§ Task instructions:
Rewrite the entries from their start through the line containing "822 189 L 821", replacing "green storefront" with "red storefront" and changing nothing else. Leave the pictures out of your answer.

§ Extracted records:
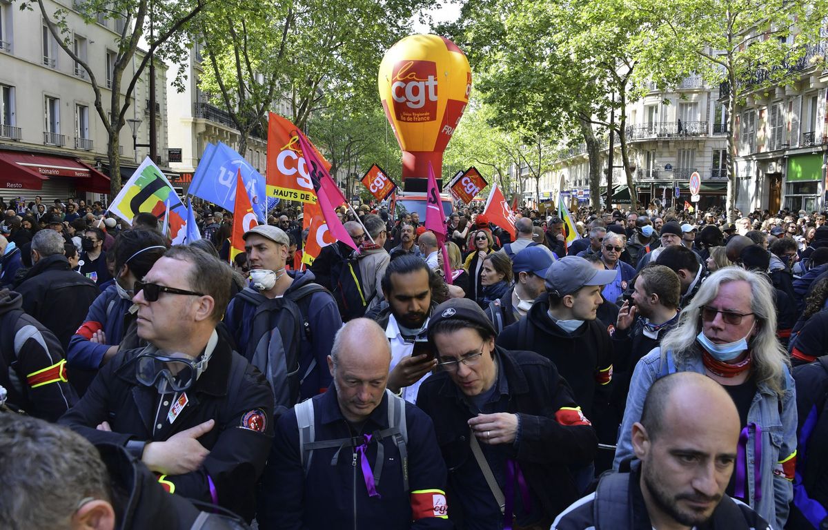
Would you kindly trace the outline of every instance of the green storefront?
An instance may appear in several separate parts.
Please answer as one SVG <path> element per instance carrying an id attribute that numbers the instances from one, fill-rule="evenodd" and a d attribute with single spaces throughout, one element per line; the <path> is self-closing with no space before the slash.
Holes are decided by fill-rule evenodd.
<path id="1" fill-rule="evenodd" d="M 822 189 L 821 153 L 797 155 L 787 159 L 784 207 L 797 211 L 819 210 Z"/>

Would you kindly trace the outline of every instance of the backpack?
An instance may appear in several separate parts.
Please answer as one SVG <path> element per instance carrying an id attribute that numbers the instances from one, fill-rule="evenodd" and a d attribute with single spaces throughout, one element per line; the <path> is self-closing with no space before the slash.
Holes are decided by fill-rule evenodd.
<path id="1" fill-rule="evenodd" d="M 279 298 L 267 298 L 251 288 L 236 295 L 253 306 L 253 315 L 248 317 L 247 351 L 240 353 L 267 378 L 273 389 L 276 410 L 292 407 L 299 400 L 302 382 L 316 368 L 314 359 L 305 373 L 299 373 L 302 340 L 310 340 L 310 325 L 299 301 L 322 292 L 328 290 L 318 283 L 306 283 Z M 243 309 L 243 304 L 235 305 L 234 321 L 244 320 Z"/>
<path id="2" fill-rule="evenodd" d="M 391 437 L 400 451 L 400 465 L 402 466 L 402 490 L 408 491 L 408 427 L 406 422 L 406 401 L 392 392 L 385 389 L 388 398 L 388 427 L 371 433 L 371 442 L 377 442 L 377 460 L 372 468 L 373 482 L 379 488 L 379 479 L 383 475 L 383 461 L 385 460 L 384 438 Z M 316 441 L 316 424 L 314 417 L 313 398 L 306 399 L 293 407 L 296 413 L 296 425 L 299 427 L 299 455 L 306 476 L 310 469 L 310 460 L 315 449 L 330 449 L 336 447 L 337 450 L 330 461 L 331 465 L 336 465 L 341 450 L 344 447 L 355 447 L 363 441 L 362 436 L 339 438 Z"/>
<path id="3" fill-rule="evenodd" d="M 365 297 L 359 259 L 359 256 L 352 255 L 334 263 L 330 269 L 334 299 L 339 306 L 343 322 L 363 316 L 368 304 L 377 296 L 374 291 L 370 296 Z"/>

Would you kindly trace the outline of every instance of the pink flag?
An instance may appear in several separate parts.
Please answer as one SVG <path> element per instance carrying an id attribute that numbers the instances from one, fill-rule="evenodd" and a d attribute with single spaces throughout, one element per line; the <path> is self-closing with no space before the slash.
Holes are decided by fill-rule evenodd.
<path id="1" fill-rule="evenodd" d="M 451 263 L 449 261 L 449 252 L 445 249 L 445 216 L 443 214 L 443 201 L 440 198 L 437 189 L 437 179 L 434 176 L 434 168 L 431 162 L 428 163 L 428 187 L 426 188 L 426 229 L 434 232 L 437 236 L 437 245 L 443 253 L 443 272 L 445 273 L 445 282 L 451 284 Z"/>

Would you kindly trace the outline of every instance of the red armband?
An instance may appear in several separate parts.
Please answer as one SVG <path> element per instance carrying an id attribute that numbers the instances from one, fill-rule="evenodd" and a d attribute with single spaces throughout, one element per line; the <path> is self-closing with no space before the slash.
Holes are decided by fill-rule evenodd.
<path id="1" fill-rule="evenodd" d="M 449 518 L 449 505 L 442 489 L 418 489 L 411 494 L 412 518 L 414 521 L 426 517 Z"/>
<path id="2" fill-rule="evenodd" d="M 580 407 L 561 407 L 555 413 L 555 419 L 558 421 L 558 423 L 565 426 L 592 425 L 590 420 L 584 416 L 584 412 L 580 412 Z"/>
<path id="3" fill-rule="evenodd" d="M 79 335 L 87 340 L 89 340 L 92 339 L 92 335 L 95 334 L 95 331 L 100 331 L 103 327 L 100 322 L 89 320 L 81 324 L 78 330 L 75 332 L 75 335 Z"/>

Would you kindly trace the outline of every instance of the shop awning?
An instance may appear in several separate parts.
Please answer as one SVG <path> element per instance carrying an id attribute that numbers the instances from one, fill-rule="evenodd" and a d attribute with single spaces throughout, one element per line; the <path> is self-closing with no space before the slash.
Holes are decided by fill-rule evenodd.
<path id="1" fill-rule="evenodd" d="M 0 189 L 41 190 L 50 178 L 70 178 L 78 191 L 108 193 L 109 179 L 75 158 L 0 151 Z"/>

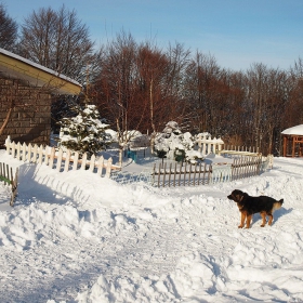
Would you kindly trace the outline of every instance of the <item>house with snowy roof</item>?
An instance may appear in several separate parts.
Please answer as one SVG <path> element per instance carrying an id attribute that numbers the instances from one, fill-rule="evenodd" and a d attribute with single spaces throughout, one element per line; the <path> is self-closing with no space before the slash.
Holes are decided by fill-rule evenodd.
<path id="1" fill-rule="evenodd" d="M 79 82 L 0 49 L 0 148 L 8 135 L 15 142 L 49 145 L 54 96 L 81 90 Z"/>

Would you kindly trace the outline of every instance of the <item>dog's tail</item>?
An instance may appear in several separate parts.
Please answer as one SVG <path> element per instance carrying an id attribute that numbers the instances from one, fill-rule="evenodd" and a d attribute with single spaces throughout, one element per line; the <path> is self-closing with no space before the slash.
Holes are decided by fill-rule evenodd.
<path id="1" fill-rule="evenodd" d="M 276 209 L 281 208 L 282 203 L 284 203 L 284 199 L 280 199 L 279 201 L 276 201 L 274 203 L 273 211 L 276 210 Z"/>

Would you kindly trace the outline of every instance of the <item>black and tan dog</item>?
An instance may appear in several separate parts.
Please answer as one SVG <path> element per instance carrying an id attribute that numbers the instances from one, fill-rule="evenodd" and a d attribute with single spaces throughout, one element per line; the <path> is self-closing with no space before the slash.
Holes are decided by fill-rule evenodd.
<path id="1" fill-rule="evenodd" d="M 241 213 L 241 223 L 238 226 L 242 228 L 245 226 L 245 221 L 247 228 L 250 227 L 250 222 L 254 213 L 260 212 L 262 216 L 262 225 L 264 227 L 266 224 L 266 215 L 269 216 L 268 225 L 272 225 L 274 216 L 273 213 L 276 209 L 279 209 L 284 202 L 284 199 L 279 201 L 267 196 L 251 197 L 247 193 L 239 189 L 233 190 L 233 193 L 227 196 L 229 200 L 234 200 Z"/>

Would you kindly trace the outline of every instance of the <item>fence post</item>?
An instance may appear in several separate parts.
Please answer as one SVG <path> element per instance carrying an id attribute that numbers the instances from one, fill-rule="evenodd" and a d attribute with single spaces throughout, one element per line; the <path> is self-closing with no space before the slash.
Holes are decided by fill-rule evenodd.
<path id="1" fill-rule="evenodd" d="M 98 159 L 98 164 L 97 164 L 97 174 L 98 175 L 102 175 L 103 164 L 104 164 L 104 158 L 103 158 L 103 156 L 101 156 Z"/>
<path id="2" fill-rule="evenodd" d="M 105 174 L 106 177 L 110 177 L 111 163 L 113 163 L 113 159 L 111 159 L 111 157 L 110 157 L 110 158 L 107 160 L 107 163 L 106 163 L 106 174 Z"/>

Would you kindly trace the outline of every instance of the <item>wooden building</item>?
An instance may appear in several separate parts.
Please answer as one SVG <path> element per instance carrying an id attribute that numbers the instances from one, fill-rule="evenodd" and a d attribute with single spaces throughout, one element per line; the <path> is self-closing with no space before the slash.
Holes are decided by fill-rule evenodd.
<path id="1" fill-rule="evenodd" d="M 0 49 L 0 148 L 8 135 L 50 144 L 52 100 L 78 95 L 81 89 L 68 77 Z"/>
<path id="2" fill-rule="evenodd" d="M 281 132 L 284 157 L 303 157 L 303 124 Z"/>

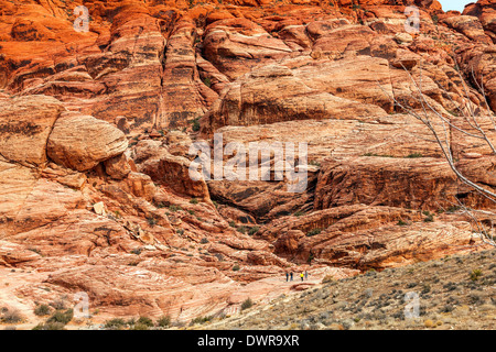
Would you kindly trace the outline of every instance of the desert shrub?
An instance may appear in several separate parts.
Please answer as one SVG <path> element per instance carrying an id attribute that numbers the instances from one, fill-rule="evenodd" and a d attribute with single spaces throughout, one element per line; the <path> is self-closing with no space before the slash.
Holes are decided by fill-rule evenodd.
<path id="1" fill-rule="evenodd" d="M 196 317 L 195 319 L 193 319 L 191 321 L 191 324 L 195 324 L 195 323 L 205 323 L 207 321 L 211 321 L 212 317 L 211 316 L 205 316 L 205 317 Z"/>
<path id="2" fill-rule="evenodd" d="M 137 322 L 134 327 L 132 327 L 132 330 L 149 330 L 149 329 L 150 329 L 149 326 L 139 322 Z"/>
<path id="3" fill-rule="evenodd" d="M 157 324 L 162 328 L 166 328 L 171 324 L 171 317 L 164 316 L 157 320 Z"/>
<path id="4" fill-rule="evenodd" d="M 43 322 L 35 326 L 32 330 L 64 330 L 65 323 L 62 322 Z"/>
<path id="5" fill-rule="evenodd" d="M 482 276 L 482 270 L 474 268 L 471 273 L 471 280 L 476 282 Z"/>
<path id="6" fill-rule="evenodd" d="M 200 119 L 194 119 L 193 120 L 193 131 L 200 131 Z"/>
<path id="7" fill-rule="evenodd" d="M 245 301 L 241 304 L 241 310 L 251 308 L 254 306 L 254 301 L 251 300 L 251 298 L 247 298 L 245 299 Z"/>
<path id="8" fill-rule="evenodd" d="M 136 324 L 143 324 L 147 327 L 153 327 L 153 321 L 148 317 L 140 317 Z"/>
<path id="9" fill-rule="evenodd" d="M 157 224 L 157 219 L 153 217 L 147 218 L 148 224 L 154 227 Z"/>
<path id="10" fill-rule="evenodd" d="M 105 329 L 120 330 L 126 326 L 126 321 L 120 318 L 115 318 L 105 322 Z"/>
<path id="11" fill-rule="evenodd" d="M 7 323 L 18 323 L 23 320 L 21 312 L 15 308 L 9 308 L 3 310 L 2 318 L 0 321 Z"/>
<path id="12" fill-rule="evenodd" d="M 179 210 L 183 210 L 183 208 L 181 208 L 180 206 L 170 205 L 169 210 L 176 212 Z"/>
<path id="13" fill-rule="evenodd" d="M 321 229 L 313 229 L 313 230 L 310 230 L 309 232 L 306 232 L 306 235 L 310 238 L 310 237 L 319 234 L 321 232 L 322 232 Z"/>
<path id="14" fill-rule="evenodd" d="M 34 314 L 39 317 L 50 315 L 50 307 L 47 305 L 40 305 L 34 308 Z"/>
<path id="15" fill-rule="evenodd" d="M 67 309 L 65 311 L 57 310 L 53 314 L 52 317 L 46 320 L 46 322 L 60 322 L 63 324 L 68 323 L 71 320 L 73 320 L 73 309 Z"/>
<path id="16" fill-rule="evenodd" d="M 248 231 L 248 234 L 249 234 L 249 235 L 254 235 L 254 234 L 256 234 L 259 230 L 260 230 L 259 227 L 252 227 L 252 228 Z"/>

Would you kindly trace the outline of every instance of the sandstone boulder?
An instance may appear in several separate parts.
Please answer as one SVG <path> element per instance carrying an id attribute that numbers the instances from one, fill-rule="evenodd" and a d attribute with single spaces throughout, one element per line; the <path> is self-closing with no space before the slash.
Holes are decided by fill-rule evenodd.
<path id="1" fill-rule="evenodd" d="M 50 134 L 47 154 L 57 164 L 84 172 L 122 154 L 127 147 L 125 134 L 114 125 L 89 116 L 66 113 Z"/>

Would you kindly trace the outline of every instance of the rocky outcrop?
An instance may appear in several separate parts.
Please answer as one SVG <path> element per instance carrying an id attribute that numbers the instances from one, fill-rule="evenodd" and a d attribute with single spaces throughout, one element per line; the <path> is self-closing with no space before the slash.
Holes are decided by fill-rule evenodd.
<path id="1" fill-rule="evenodd" d="M 46 141 L 62 111 L 60 101 L 45 96 L 0 100 L 0 155 L 42 166 L 46 163 Z"/>
<path id="2" fill-rule="evenodd" d="M 85 1 L 89 32 L 73 6 L 0 0 L 0 298 L 30 323 L 35 302 L 77 292 L 97 322 L 235 315 L 326 275 L 485 249 L 453 204 L 494 205 L 392 98 L 466 128 L 478 84 L 494 110 L 494 0 L 463 14 L 423 0 Z M 490 148 L 455 127 L 434 129 L 494 191 Z M 195 142 L 267 143 L 255 165 L 270 178 L 194 180 Z M 301 193 L 272 143 L 306 146 L 290 165 L 306 172 Z"/>
<path id="3" fill-rule="evenodd" d="M 47 154 L 55 163 L 84 172 L 122 154 L 125 134 L 114 125 L 88 116 L 64 113 L 48 138 Z"/>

§ Result of the task:
Would you kindly trace the outline of every instance of the red storefront?
An instance may appear in several separate parts.
Please answer as one SVG <path> element per instance carrying an id attribute that numbers the instances from one, fill-rule="evenodd" and a d attribute with single spaces throughout, one element per line; the <path> is self-closing with no space before the slash.
Holes are decided by fill-rule evenodd.
<path id="1" fill-rule="evenodd" d="M 822 189 L 821 153 L 797 155 L 787 159 L 784 207 L 797 211 L 819 210 Z"/>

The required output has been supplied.